→ **Exercise requirements**: Take the entries below and return them unchanged.

(Items from a dataset)
• • • •
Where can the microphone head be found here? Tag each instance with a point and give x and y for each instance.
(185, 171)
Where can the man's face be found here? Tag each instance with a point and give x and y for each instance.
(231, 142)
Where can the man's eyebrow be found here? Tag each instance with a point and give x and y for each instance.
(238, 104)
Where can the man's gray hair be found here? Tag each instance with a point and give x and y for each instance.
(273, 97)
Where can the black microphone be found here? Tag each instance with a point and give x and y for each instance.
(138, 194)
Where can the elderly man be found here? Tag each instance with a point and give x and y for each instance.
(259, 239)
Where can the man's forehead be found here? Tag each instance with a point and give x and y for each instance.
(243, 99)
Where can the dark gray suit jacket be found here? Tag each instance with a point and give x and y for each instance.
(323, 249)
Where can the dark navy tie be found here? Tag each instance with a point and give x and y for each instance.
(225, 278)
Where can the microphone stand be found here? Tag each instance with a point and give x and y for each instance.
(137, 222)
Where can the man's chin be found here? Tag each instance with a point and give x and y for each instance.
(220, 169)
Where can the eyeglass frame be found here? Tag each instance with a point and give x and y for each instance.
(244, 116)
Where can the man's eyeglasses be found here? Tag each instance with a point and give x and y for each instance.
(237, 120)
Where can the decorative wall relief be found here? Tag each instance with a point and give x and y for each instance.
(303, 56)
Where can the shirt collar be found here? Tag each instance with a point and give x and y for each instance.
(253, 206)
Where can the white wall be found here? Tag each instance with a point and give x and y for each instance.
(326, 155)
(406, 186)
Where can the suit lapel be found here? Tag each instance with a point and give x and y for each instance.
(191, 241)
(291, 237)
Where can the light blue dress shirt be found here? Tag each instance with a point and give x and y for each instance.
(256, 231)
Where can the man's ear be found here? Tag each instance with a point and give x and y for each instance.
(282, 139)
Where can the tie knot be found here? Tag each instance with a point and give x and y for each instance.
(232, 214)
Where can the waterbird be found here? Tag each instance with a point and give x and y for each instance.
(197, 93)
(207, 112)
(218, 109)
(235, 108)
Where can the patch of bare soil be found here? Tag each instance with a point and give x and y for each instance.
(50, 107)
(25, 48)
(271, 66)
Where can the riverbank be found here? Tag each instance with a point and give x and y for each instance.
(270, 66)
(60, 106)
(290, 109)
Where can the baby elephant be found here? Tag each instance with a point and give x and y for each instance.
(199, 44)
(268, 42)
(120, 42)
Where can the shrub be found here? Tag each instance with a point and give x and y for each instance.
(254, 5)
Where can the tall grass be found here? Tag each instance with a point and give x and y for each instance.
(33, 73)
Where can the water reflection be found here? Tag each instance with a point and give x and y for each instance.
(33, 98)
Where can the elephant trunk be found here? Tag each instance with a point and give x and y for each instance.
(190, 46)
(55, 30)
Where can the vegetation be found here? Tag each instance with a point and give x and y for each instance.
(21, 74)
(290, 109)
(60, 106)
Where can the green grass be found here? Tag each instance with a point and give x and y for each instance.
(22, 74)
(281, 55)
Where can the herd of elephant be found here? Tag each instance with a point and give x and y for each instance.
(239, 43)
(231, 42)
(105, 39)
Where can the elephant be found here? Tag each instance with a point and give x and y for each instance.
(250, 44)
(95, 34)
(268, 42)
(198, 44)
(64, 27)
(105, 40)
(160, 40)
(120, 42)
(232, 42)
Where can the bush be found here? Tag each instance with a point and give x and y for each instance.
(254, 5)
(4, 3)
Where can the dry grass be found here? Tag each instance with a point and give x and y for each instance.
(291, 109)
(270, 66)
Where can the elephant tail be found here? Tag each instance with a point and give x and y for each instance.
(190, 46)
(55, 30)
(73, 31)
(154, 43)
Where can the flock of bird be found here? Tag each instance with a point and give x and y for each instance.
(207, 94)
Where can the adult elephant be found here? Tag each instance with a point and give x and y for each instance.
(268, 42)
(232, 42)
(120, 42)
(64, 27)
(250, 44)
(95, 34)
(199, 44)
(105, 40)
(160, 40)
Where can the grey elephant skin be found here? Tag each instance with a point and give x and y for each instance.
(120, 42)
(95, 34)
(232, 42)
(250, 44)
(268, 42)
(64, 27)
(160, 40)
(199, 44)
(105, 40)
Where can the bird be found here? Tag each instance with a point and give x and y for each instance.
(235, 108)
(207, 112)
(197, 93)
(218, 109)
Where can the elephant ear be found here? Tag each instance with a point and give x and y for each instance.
• • • •
→ **Solution to this problem**:
Where can the microphone head be found here? Tag each instance with a point and give x and y for each instance.
(185, 171)
Where can the man's face be found here? Tag each instance with a point and give x and y for each instance.
(231, 142)
Where can the man's eyebrow be found here? Tag each instance with a point and give x and y for each instance.
(238, 104)
Where can the man's gray hair be found here? Tag each instance with a point and give x and y for each instance.
(273, 97)
Where can the black microphone be found here? Tag each instance with a point and give x and y for each instance.
(138, 194)
Where can the elderly man be found here? Tag each instance with a point and give x and y for each instance.
(259, 239)
Where can the man's forehead be found here? Tag each instance with a point and give x and y for each instance.
(243, 99)
Where can the dark gray suit jacket be found here? Tag each instance with a point and give x and y for each instance.
(323, 249)
Where can the dark navy tie be found here? Tag each instance with a point and give x and y for each instance.
(225, 278)
Where can the microphone stand be found here? Tag each instance with a point and give x and y for each instance.
(137, 222)
Where can the man's chin be found here? Tag each instance with a point and give x and y for each instance.
(220, 169)
Where can the eyeglass frame be found here? Tag each instance with a point and give x and y for each instance.
(244, 116)
Where can the man's eyeglasses be found here? Tag each instance with a point and give x and y for each instance.
(237, 120)
Where can the decorative wall relief be found here? Tag each instance with a point and give x and y for each instance.
(303, 56)
Where can the shirt collar be found here? Tag each instance with a point and give x and y for each instance.
(253, 206)
Where can the white wall be found here? Tag each instance with a point and give x and y for each instance.
(326, 155)
(406, 186)
Where can the suit lapel be found here? Tag each instance with a point and give x and y for each instance.
(191, 241)
(291, 237)
Where can the light blue dress shirt be found here? Tag each instance with a point and give x and y for each instance.
(256, 231)
Where can the man's ear be found here? Tag each instance with a point and give x and y for each instance.
(282, 139)
Where can the tie knot be found here? Tag each instance with a point and give x and y for each instance.
(232, 214)
Where can the waterbird be found here? Tag each instance with a point and give x and y for each instance.
(197, 93)
(207, 112)
(218, 109)
(235, 108)
Where can the patch of bare soil be found here? Tag each instance with a point and give x and y for each instance.
(50, 107)
(25, 48)
(271, 66)
Where can the riverbank be found here? Tag each instance with a point and give x and y for each instance.
(270, 66)
(60, 106)
(290, 109)
Where can the baby elephant be found here? Tag each instance with a point and give x and y for each instance.
(199, 44)
(268, 42)
(120, 42)
Where can the shrub be found here? Tag each instance with a point and give x and y for each instance.
(254, 5)
Where can the tall grass be found here? Tag each instance with a point and give x and y for each instance.
(33, 73)
Where can the water reflection be found here? Tag each instance with a point and give x and y for each instance.
(33, 98)
Where can the elephant trunk be found here? Tag each instance with a point and give x and y for each instance.
(190, 46)
(55, 30)
Where can the vegetation be found here? Tag each instance with a point and give x and y for each instance.
(21, 74)
(290, 109)
(60, 106)
Where can the green grass be found here? Tag each instance with a point and give x and y for each instance.
(22, 74)
(281, 55)
Where can the herd of elephant be found here? Tag each instance with a point and give x and y for each instance.
(239, 43)
(231, 42)
(105, 39)
Where can the elephant be found here? Tag each instance with a point and give x and y for each instance.
(250, 44)
(95, 34)
(268, 42)
(198, 44)
(64, 27)
(105, 40)
(160, 40)
(120, 42)
(232, 42)
Where can the bush be found here? Tag each instance with a point and give x and y for each instance.
(254, 5)
(4, 3)
Where can the dry grass be found here? Tag each instance with a point and give x and y for each instance.
(291, 109)
(270, 66)
Where can the elephant tail be found here? Tag each instance with a point and give x and y for each instance.
(190, 46)
(55, 30)
(73, 31)
(154, 43)
Where can the flock of bird be found here? Tag each instance with a point and give x and y for each instance.
(207, 94)
Where can the adult elephant be found here? Tag each instance with a point and give x and y for each instance.
(268, 42)
(232, 42)
(120, 42)
(64, 27)
(250, 44)
(95, 34)
(199, 44)
(105, 40)
(160, 40)
Where can the grey elephant skin be found here? Tag each instance with a point and give x and y for each instance.
(120, 42)
(95, 34)
(232, 42)
(250, 44)
(268, 42)
(64, 27)
(160, 40)
(199, 44)
(105, 40)
Where can the bird be found here? Tag each instance with a point and give x and y for each instance.
(235, 108)
(207, 112)
(197, 93)
(218, 109)
Where can the elephant ear be found here? Tag each instance with a point and give x and y for each instance.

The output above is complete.